(Natural-language object grounding data)
=== Section Start ===

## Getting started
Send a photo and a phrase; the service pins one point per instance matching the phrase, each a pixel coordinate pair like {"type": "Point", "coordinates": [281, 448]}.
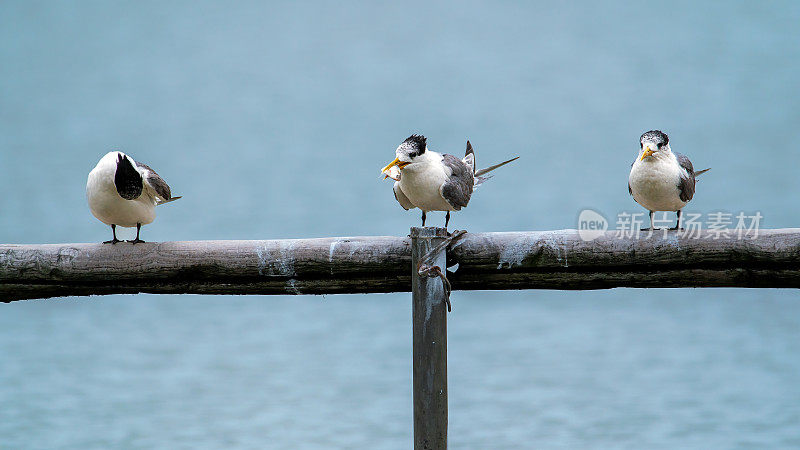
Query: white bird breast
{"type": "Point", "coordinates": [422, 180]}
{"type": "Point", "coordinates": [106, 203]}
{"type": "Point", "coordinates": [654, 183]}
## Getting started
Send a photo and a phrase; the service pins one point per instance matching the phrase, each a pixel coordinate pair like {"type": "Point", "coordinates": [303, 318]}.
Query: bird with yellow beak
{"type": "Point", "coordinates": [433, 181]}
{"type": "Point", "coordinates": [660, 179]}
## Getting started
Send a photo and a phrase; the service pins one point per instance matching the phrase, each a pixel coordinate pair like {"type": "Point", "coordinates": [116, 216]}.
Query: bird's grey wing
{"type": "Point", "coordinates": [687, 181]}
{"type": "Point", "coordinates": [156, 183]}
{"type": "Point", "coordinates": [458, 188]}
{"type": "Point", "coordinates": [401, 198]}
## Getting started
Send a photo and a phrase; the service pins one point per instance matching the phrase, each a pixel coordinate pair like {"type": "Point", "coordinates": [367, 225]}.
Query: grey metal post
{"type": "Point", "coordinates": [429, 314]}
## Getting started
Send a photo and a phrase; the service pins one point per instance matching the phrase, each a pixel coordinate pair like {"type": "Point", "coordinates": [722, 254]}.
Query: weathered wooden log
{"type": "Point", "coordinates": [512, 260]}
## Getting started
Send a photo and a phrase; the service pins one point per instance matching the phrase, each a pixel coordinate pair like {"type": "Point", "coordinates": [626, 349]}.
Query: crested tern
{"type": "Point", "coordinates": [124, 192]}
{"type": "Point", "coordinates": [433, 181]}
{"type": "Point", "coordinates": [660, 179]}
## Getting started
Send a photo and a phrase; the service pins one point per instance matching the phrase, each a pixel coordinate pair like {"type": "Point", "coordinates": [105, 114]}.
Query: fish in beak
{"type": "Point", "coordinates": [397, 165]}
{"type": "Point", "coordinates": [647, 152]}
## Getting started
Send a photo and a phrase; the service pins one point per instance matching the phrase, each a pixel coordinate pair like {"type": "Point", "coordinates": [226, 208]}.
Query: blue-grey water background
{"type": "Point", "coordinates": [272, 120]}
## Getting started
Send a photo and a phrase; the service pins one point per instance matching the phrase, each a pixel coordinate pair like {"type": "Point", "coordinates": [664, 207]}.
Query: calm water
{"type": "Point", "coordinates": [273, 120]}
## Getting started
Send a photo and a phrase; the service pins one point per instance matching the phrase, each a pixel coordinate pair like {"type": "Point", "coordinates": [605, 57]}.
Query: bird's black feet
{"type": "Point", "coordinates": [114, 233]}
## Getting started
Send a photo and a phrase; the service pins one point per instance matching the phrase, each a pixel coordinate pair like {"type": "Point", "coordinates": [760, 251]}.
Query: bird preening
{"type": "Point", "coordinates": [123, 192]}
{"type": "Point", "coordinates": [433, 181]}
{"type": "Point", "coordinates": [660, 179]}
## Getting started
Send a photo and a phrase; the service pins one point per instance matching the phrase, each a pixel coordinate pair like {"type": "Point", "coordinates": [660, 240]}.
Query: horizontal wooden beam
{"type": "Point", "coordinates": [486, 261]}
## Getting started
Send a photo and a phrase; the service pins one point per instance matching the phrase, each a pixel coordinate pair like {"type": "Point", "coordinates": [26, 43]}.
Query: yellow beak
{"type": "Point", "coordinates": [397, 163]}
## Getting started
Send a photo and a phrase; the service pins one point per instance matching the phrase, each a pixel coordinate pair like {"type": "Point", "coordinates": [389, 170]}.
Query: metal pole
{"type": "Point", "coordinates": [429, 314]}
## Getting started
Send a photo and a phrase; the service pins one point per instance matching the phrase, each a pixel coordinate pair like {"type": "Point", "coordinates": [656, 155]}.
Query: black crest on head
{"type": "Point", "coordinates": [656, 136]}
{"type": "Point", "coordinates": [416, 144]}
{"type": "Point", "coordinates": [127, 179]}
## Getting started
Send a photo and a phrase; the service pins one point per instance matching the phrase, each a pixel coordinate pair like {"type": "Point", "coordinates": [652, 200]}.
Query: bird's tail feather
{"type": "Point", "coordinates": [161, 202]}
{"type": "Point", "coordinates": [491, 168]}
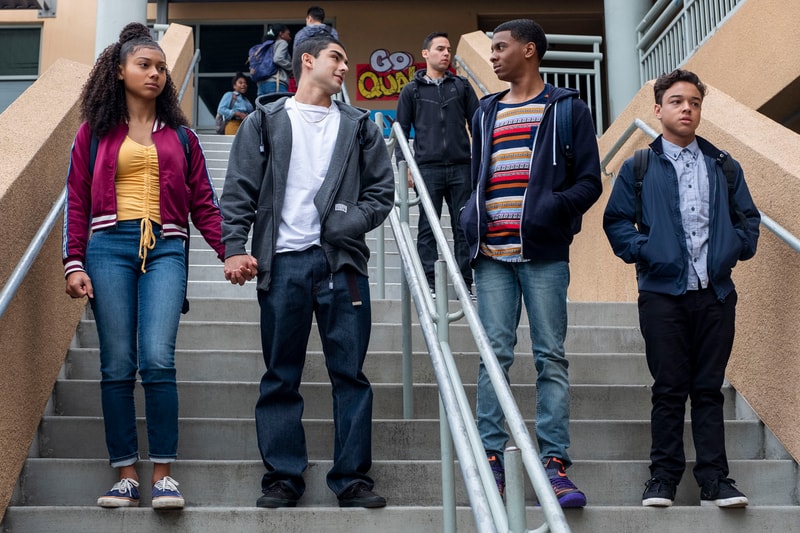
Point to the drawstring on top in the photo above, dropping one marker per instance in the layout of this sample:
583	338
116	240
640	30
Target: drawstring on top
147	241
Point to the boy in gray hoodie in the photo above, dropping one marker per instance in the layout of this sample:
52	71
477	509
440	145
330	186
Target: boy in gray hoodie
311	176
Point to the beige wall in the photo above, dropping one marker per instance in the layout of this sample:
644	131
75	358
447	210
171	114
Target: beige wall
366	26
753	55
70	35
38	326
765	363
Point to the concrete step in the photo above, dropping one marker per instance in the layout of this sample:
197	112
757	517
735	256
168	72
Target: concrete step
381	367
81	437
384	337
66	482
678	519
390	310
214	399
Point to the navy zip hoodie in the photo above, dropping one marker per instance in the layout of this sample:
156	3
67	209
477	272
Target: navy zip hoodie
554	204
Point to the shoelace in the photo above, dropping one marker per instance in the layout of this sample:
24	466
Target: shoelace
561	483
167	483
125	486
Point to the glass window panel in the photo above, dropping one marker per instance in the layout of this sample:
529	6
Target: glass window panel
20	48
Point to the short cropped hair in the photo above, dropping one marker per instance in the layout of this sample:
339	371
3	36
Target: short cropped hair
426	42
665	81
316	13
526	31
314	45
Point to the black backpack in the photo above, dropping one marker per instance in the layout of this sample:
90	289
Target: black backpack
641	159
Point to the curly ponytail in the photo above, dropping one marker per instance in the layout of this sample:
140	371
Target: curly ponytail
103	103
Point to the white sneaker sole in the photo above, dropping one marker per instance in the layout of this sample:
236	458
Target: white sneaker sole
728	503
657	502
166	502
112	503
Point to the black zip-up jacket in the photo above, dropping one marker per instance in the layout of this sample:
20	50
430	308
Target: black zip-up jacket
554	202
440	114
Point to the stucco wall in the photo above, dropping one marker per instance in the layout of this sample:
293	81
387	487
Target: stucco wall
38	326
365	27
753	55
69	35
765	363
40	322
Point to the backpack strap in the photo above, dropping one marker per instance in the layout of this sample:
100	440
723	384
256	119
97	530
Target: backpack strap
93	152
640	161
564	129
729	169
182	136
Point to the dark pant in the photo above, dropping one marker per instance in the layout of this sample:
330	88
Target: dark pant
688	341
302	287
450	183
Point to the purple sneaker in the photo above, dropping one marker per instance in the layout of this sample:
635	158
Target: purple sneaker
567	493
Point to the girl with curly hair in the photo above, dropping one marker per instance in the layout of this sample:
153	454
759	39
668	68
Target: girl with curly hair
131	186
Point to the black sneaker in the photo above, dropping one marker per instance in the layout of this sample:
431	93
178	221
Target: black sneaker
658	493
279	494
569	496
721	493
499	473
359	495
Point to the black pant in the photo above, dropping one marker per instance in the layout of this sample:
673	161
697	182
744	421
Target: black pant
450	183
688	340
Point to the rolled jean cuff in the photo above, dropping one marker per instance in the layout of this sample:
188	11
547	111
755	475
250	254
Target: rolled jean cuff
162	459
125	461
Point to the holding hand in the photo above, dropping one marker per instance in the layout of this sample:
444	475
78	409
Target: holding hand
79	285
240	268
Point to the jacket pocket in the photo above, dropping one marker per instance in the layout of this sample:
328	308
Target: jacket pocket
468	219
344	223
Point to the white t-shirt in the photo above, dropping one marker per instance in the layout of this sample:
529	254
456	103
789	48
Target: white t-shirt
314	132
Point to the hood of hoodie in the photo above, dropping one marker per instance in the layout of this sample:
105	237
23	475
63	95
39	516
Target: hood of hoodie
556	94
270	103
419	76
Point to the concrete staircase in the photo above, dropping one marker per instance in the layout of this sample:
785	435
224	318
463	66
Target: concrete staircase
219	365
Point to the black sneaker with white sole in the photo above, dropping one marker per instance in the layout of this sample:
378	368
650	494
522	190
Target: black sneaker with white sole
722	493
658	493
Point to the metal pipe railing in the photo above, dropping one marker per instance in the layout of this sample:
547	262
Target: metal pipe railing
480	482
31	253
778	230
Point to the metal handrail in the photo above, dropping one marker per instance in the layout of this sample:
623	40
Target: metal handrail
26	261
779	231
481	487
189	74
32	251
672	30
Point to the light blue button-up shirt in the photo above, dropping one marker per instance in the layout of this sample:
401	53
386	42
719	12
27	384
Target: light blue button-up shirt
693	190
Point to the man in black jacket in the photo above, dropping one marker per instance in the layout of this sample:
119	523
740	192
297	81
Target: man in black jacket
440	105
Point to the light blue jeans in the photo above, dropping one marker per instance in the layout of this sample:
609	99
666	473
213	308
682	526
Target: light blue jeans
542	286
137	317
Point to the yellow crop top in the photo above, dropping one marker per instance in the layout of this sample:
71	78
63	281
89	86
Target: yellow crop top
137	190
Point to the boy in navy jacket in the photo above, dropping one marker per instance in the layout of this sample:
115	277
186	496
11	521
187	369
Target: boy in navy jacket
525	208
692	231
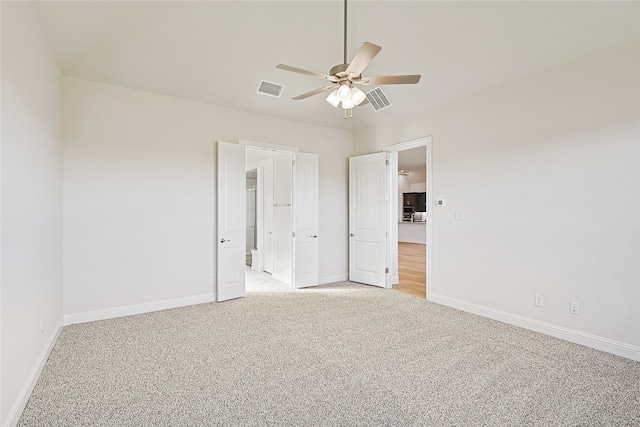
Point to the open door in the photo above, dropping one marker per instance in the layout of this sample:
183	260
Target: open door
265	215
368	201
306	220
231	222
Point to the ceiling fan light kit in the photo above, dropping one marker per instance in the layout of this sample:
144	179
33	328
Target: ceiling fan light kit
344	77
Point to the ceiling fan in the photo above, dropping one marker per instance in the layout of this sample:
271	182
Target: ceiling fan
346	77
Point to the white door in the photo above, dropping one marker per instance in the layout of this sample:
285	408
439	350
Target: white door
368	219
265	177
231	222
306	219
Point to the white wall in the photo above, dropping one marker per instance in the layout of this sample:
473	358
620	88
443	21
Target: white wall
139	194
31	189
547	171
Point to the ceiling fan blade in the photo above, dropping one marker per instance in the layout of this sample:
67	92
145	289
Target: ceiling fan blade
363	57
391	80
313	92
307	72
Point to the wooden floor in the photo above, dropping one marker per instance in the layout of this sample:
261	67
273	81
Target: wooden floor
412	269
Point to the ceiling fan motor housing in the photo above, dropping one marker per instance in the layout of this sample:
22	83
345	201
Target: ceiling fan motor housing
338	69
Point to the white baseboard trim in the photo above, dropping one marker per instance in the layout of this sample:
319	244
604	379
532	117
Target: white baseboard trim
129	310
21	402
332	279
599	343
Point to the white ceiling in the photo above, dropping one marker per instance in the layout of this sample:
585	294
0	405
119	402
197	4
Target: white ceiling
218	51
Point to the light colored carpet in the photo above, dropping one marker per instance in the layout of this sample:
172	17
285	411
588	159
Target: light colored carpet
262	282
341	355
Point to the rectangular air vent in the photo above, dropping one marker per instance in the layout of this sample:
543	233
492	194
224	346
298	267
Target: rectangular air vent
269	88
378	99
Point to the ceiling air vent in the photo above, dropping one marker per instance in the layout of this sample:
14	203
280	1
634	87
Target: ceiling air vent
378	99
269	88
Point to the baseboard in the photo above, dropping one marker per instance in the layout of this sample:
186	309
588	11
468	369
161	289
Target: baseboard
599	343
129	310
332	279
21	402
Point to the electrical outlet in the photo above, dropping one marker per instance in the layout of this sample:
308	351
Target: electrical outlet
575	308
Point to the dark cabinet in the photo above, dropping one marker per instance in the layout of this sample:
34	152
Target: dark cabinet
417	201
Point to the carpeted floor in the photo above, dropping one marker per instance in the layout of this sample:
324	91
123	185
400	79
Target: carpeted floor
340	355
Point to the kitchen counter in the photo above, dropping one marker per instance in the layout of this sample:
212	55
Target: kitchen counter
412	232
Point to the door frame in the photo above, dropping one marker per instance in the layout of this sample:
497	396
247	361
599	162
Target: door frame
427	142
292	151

=== Section End ===

→ WHAT THE EXERCISE ASKS: For this exercise, copy the lines from the one that contains "Target: carpeted floor" through the last line of the records, exactly and only those.

→ WORKED SOLUTION:
Target: carpeted floor
340	355
Point to the kitchen counter in the photo above, dropping one marker per instance in the layout of this sample:
212	55
Target: kitchen counter
412	232
Point to the door frame in the photo above, dropping one marker per instance in the layout of this sample:
497	396
247	361
599	162
Target: door frame
427	142
292	151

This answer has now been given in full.